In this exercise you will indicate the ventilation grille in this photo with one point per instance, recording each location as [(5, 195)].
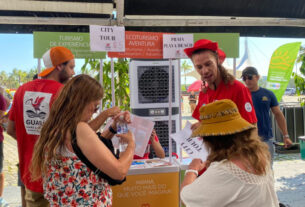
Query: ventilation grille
[(153, 84), (161, 128)]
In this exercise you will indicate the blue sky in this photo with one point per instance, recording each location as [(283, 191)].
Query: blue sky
[(17, 52)]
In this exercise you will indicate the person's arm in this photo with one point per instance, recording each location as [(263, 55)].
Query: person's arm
[(100, 156), (281, 122), (156, 145), (11, 129), (112, 130), (2, 116), (96, 123), (190, 177)]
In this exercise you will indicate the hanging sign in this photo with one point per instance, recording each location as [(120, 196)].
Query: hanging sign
[(174, 44), (77, 42), (194, 147), (141, 45), (106, 38)]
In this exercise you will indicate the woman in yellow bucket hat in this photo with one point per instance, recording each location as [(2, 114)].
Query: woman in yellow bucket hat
[(238, 171)]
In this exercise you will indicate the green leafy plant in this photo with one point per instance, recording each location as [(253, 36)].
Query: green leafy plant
[(299, 78), (121, 81)]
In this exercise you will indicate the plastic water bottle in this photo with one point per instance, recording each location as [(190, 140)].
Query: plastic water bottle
[(122, 128)]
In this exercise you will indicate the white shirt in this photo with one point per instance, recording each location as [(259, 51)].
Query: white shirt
[(225, 184)]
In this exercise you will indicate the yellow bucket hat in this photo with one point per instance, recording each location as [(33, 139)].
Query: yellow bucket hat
[(220, 118)]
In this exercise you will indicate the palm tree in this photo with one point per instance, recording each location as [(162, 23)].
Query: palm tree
[(186, 67)]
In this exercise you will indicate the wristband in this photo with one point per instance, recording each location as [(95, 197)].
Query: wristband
[(112, 130), (193, 171)]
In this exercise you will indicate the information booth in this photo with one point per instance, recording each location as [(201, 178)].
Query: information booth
[(149, 183)]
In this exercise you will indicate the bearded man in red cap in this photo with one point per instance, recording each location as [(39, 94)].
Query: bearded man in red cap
[(218, 84), (30, 109)]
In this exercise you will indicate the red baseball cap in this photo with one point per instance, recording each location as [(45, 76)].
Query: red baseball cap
[(206, 44), (53, 57)]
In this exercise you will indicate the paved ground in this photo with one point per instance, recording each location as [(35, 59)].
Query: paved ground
[(289, 172)]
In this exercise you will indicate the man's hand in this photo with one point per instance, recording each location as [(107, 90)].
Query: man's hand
[(287, 142), (113, 111), (195, 126)]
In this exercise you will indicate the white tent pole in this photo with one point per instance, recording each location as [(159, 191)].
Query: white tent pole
[(38, 66), (112, 82), (179, 149), (101, 79), (170, 150)]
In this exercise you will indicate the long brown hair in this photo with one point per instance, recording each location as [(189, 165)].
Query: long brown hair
[(246, 145), (226, 77), (65, 113)]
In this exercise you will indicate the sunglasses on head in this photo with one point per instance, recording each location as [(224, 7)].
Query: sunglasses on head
[(96, 108), (249, 77)]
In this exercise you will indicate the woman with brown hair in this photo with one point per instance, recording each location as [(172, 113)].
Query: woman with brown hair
[(238, 171), (69, 149)]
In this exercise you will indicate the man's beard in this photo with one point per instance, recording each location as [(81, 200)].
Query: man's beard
[(63, 76)]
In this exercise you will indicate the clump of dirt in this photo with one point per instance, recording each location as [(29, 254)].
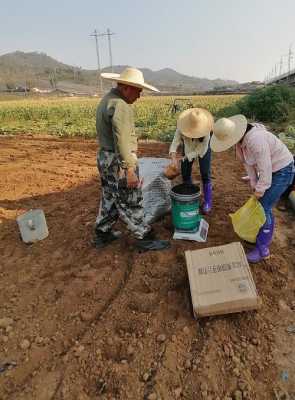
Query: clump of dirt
[(77, 323)]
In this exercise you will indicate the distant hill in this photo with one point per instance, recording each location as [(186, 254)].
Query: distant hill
[(35, 69)]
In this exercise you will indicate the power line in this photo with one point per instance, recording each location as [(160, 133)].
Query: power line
[(109, 34), (96, 35)]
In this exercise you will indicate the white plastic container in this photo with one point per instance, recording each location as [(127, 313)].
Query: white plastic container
[(32, 226)]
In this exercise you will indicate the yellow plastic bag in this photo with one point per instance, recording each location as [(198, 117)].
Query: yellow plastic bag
[(248, 220)]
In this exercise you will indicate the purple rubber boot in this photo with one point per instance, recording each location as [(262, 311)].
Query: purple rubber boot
[(263, 240), (207, 204)]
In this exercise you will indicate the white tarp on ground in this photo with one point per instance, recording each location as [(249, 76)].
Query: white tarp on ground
[(156, 187)]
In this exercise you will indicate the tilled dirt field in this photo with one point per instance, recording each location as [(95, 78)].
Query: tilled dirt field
[(83, 324)]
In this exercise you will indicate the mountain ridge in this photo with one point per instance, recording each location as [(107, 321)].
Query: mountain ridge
[(37, 69)]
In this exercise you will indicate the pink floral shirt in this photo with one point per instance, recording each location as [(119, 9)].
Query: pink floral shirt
[(262, 154)]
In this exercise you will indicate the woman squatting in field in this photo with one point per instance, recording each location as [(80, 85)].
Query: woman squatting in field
[(267, 161), (193, 133)]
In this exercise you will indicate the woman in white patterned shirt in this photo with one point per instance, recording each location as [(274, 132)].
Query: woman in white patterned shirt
[(193, 134)]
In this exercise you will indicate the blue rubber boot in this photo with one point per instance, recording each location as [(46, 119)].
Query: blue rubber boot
[(263, 240), (207, 204)]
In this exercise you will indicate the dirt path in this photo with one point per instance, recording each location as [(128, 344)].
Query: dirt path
[(83, 325)]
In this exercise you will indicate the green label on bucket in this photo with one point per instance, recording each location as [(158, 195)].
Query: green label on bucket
[(188, 214), (185, 216)]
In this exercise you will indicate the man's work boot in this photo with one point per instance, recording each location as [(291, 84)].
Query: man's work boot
[(263, 240), (102, 239), (207, 204)]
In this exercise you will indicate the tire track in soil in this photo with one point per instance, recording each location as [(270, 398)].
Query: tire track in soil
[(78, 338)]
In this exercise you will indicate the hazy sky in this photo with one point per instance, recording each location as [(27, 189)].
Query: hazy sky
[(229, 39)]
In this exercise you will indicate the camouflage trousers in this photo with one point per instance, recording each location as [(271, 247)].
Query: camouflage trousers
[(117, 200)]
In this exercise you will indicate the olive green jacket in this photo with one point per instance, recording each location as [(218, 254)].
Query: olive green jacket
[(115, 128)]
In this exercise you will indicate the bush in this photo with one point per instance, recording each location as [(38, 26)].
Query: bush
[(270, 104)]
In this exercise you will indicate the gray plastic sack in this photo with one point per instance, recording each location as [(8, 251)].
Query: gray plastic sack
[(156, 187)]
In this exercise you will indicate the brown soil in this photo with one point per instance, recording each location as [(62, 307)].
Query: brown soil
[(116, 324)]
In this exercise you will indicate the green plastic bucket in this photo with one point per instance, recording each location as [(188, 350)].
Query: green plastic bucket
[(185, 207)]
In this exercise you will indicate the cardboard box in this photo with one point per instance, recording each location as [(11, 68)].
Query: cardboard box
[(220, 280)]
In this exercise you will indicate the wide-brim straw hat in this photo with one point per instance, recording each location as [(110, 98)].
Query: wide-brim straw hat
[(195, 123), (130, 76), (227, 132)]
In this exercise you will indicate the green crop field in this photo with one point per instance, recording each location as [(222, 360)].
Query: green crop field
[(155, 118)]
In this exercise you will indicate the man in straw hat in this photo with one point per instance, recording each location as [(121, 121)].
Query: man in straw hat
[(117, 163), (193, 132), (268, 163)]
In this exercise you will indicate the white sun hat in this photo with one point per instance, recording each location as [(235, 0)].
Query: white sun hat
[(130, 76), (195, 123), (228, 132)]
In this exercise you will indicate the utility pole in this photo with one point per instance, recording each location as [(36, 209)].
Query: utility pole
[(109, 34), (290, 57), (281, 65), (95, 35)]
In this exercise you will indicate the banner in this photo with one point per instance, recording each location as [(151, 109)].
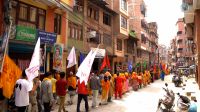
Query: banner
[(85, 67), (47, 37), (25, 34), (57, 57), (82, 57), (71, 58), (100, 52), (3, 47), (10, 74), (42, 58), (33, 70)]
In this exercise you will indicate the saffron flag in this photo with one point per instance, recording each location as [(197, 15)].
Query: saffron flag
[(108, 62), (82, 57), (71, 58), (105, 63), (130, 66), (10, 74), (33, 70), (85, 67)]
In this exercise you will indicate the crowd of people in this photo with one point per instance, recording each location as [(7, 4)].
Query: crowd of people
[(53, 88)]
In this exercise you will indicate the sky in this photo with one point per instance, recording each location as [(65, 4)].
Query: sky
[(166, 14)]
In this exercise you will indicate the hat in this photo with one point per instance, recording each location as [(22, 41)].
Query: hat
[(48, 74)]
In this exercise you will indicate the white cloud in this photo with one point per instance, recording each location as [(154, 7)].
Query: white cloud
[(166, 14)]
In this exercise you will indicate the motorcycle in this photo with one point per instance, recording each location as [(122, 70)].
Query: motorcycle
[(177, 80), (183, 103), (167, 103)]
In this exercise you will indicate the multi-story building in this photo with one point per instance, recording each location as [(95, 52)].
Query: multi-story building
[(91, 25), (191, 10), (137, 11), (163, 54), (184, 51), (30, 17), (153, 43), (172, 54)]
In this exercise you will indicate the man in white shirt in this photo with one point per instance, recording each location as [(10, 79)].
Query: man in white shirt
[(22, 90)]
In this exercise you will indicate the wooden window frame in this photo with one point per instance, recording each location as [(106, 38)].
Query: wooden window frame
[(36, 23), (57, 23), (119, 47), (106, 16), (78, 34), (124, 20)]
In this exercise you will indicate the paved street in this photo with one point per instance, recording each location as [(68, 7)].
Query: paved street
[(144, 100)]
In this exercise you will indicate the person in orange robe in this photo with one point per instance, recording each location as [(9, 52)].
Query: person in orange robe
[(71, 83), (140, 79), (105, 88), (119, 81)]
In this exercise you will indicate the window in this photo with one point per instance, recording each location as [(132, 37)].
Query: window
[(93, 13), (28, 15), (96, 15), (107, 39), (89, 12), (143, 38), (57, 23), (123, 5), (119, 44), (23, 11), (106, 19), (75, 31), (96, 39), (123, 22)]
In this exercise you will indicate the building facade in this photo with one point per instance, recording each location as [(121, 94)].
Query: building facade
[(30, 17), (191, 10)]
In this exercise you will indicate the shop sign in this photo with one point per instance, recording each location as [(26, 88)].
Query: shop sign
[(47, 37), (100, 52), (25, 33)]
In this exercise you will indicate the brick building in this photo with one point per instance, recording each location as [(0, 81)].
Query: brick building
[(191, 10)]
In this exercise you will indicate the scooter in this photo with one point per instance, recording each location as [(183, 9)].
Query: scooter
[(135, 84), (183, 103), (166, 103), (177, 80)]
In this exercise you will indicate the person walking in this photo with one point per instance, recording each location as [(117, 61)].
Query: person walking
[(22, 90), (46, 92), (33, 95), (105, 89), (118, 86), (82, 94), (61, 87), (95, 86), (110, 93), (71, 83)]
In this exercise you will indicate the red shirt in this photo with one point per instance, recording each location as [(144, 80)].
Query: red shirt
[(61, 86), (82, 88)]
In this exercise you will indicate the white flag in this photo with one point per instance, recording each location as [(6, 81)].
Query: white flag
[(34, 67), (71, 58), (85, 67)]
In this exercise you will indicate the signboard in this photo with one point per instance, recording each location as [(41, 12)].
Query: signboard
[(57, 57), (100, 52), (42, 58), (47, 37), (3, 46), (25, 33)]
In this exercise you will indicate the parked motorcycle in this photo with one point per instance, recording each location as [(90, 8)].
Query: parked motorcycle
[(166, 103), (183, 103), (177, 80)]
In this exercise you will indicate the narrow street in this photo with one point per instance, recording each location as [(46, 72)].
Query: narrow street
[(144, 100)]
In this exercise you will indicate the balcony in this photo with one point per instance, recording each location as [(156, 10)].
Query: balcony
[(189, 32)]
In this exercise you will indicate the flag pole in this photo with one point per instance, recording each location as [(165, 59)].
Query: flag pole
[(8, 35)]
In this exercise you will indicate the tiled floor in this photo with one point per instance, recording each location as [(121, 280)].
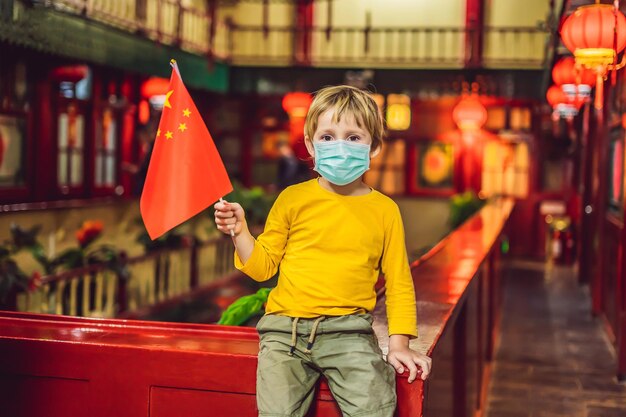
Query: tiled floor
[(554, 358)]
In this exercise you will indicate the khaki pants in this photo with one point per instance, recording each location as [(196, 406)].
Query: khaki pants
[(344, 350)]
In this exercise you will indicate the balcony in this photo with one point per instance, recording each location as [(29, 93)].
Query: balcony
[(200, 32)]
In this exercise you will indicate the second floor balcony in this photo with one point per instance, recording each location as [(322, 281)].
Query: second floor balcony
[(271, 34)]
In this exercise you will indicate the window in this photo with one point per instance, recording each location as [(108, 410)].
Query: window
[(505, 169), (12, 141), (14, 130), (386, 172), (106, 150), (431, 168), (70, 139)]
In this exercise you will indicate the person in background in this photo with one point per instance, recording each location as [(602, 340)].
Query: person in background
[(289, 167)]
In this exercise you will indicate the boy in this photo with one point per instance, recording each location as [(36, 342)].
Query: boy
[(331, 237)]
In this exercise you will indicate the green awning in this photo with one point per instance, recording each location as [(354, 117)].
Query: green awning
[(75, 37)]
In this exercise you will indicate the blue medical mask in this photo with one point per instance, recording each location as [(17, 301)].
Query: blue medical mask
[(340, 161)]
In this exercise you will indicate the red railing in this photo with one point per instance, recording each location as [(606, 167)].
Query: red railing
[(73, 366), (196, 30), (155, 278)]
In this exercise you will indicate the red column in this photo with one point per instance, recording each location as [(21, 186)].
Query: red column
[(304, 23), (474, 25)]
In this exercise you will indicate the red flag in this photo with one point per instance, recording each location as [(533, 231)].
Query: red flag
[(186, 173)]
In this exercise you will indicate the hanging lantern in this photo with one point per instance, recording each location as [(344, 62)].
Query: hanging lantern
[(575, 80), (297, 104), (469, 114), (155, 86), (380, 100), (561, 104), (590, 33), (398, 112)]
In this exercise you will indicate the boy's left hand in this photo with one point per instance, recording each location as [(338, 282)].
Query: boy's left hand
[(401, 357)]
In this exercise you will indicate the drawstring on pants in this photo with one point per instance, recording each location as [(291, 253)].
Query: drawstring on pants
[(294, 334)]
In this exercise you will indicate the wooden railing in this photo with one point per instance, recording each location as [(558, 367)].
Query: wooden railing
[(170, 22), (128, 367), (153, 278), (165, 21)]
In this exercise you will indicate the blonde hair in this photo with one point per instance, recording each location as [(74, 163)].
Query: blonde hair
[(347, 100)]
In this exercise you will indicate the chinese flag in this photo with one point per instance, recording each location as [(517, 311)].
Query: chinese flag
[(186, 173)]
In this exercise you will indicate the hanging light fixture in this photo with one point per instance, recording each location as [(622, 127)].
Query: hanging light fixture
[(297, 104), (469, 114), (595, 34), (562, 106), (398, 112), (574, 80)]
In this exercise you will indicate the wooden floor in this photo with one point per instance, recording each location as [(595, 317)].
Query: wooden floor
[(554, 359)]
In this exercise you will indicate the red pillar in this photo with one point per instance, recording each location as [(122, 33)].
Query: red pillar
[(304, 24), (474, 25)]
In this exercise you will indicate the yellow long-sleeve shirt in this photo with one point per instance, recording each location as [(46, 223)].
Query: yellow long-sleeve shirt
[(331, 249)]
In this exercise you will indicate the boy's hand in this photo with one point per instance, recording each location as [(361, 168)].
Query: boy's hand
[(401, 357), (229, 216)]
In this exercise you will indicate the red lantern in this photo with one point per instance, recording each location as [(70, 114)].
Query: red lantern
[(589, 32), (71, 73), (155, 86), (595, 34), (297, 104), (562, 105), (469, 114), (555, 96), (565, 72)]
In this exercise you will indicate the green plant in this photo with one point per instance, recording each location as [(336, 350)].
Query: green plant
[(245, 307), (462, 206), (12, 277), (87, 254)]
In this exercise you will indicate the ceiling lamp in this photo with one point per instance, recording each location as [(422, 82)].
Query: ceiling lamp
[(398, 112), (574, 80), (297, 104), (469, 114), (596, 34), (562, 106)]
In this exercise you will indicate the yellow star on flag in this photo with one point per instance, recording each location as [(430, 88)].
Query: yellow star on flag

┄┄┄┄┄┄┄┄┄┄

Reproduce everything in the records above, from the line containing "In this exercise you will indicate the man's work" down to the line containing "[(116, 324)]", including both of those lines, character for character.

In this exercise you will indicate the man's work boot in this photo with one point per instance, recording each location as [(291, 84)].
Query: man's work boot
[(263, 240), (102, 239), (207, 204)]
In this exercise you will indicate the tire track in soil in this photo with one point per instance, recording each location as [(270, 398)].
Query: tire track in soil
[(78, 338)]
In this exercise you will indicate the hazy sky in this photo with one point per instance, recording each location as [(27, 189)].
Query: hazy sky
[(229, 39)]
In this exercise you will indicate the camouflage trousers in this photo with one point per instance, recording each location as [(271, 247)].
Query: camouflage trousers
[(117, 200)]
In this exercise you will indicate the olive green jacket in this photo with one point per instance, recording each location as [(218, 254)].
Query: olive green jacket
[(115, 128)]
In this exercise you will indicate the bush in this photo with one point per instance, recording each location as [(38, 26)].
Query: bush
[(270, 104)]
In this exercise you will indicate the gray plastic sack in this photo with one point per instance, recording each location as [(8, 251)].
Query: gray plastic sack
[(156, 187)]
In this exercise you will indicate the brown soil in this photo with one point per instance, recording each location as [(62, 307)].
Query: brown soil
[(116, 324)]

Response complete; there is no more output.